----- Page

I’m not sharing this for anyone to feel bad for me. Because today will never ever be about me. I’m sharing this because if you know someone who’s passed away, you know that the anniversary of their passing will forever be a hard day. A day where emotions are high and feelings are difficult to understand. So I’m sharing this because this is how we, my friends and I, have navigated our pain. Maybe this will help you process your own pain. Or maybe this is just a way for me to process my own pain.
Every August 1st hurts. It’ll always hurt. It’s a physical pain in my stomach that lasts all day. It feels like my heart weighs about ten pounds. My hands are constantly shaking. This day, three years ago replays in my head constantly as if it’s a CNN breaking news rerun. I replay answering the phone that night to my best friend struggling to say the words, “he drowned”. I replay the phone calls I had to make, repeating the same words that were told to me minutes prior. I replay the two weeks that followed. Sitting by the river in a 100-degree heat just waiting for answers. I replay the image of lost, confused and broken 18-year olds holding on to each other trying to navigate a heartbreak that was difficult to comprehend and all too sudden.

----------
----- Dataset extract

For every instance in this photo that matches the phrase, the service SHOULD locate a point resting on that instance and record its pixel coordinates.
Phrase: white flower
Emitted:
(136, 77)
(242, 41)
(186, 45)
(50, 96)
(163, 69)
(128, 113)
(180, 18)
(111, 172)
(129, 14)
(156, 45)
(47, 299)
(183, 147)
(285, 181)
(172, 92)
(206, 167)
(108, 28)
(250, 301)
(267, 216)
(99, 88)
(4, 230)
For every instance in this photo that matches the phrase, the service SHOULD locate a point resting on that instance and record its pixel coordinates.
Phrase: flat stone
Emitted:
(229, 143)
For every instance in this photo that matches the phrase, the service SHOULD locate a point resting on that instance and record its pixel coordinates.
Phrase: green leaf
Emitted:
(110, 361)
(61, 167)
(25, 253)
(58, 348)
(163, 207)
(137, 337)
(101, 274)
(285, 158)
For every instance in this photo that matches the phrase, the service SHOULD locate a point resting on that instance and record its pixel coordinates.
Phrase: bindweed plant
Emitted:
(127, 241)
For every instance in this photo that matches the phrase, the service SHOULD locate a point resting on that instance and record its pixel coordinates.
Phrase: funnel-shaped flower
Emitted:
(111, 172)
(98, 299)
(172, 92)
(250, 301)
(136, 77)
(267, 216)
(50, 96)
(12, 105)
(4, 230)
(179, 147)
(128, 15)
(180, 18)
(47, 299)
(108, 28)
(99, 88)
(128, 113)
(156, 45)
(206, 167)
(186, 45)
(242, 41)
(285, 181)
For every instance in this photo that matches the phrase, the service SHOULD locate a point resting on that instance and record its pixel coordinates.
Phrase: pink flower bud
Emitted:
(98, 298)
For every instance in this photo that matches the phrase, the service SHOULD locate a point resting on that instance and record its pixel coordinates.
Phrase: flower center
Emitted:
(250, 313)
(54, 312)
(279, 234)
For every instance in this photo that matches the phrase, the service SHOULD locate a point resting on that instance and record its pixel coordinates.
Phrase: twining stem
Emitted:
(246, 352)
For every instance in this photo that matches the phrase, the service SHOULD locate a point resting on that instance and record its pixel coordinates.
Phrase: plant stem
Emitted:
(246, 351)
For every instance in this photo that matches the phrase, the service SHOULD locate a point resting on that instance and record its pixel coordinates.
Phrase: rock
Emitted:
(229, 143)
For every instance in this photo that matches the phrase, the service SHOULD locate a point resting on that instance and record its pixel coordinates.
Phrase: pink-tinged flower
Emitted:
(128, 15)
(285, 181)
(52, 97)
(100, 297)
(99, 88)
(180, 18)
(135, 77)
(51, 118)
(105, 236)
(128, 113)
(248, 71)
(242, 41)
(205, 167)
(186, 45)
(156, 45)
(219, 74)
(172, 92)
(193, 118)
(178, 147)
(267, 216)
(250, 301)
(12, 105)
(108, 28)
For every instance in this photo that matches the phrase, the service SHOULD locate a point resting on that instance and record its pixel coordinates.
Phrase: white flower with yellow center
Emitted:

----------

Task requirements:
#1 In the essay on grief, what words did the writer's best friend struggle to say on the phone that night?
#2 Condense the paragraph of the essay on grief that begins "Every August 1st hurts" into a short bulleted list of its main facts.

Responses:
#1 "He drowned."

#2
- Every August 1st hurts and always will.
- The pain is physical: a stomach ache all day, a heart that feels about ten pounds heavy, and constantly shaking hands.
- The day three years ago replays constantly, like a CNN breaking news rerun.
- The writer replays answering the phone to a best friend struggling to say "he drowned," then making calls to repeat those words.
- The writer also replays the two weeks that followed, sitting by the river in 100-degree heat waiting for answers.
- The writer recalls lost, confused, broken 18-year-olds holding on to each other through a sudden heartbreak.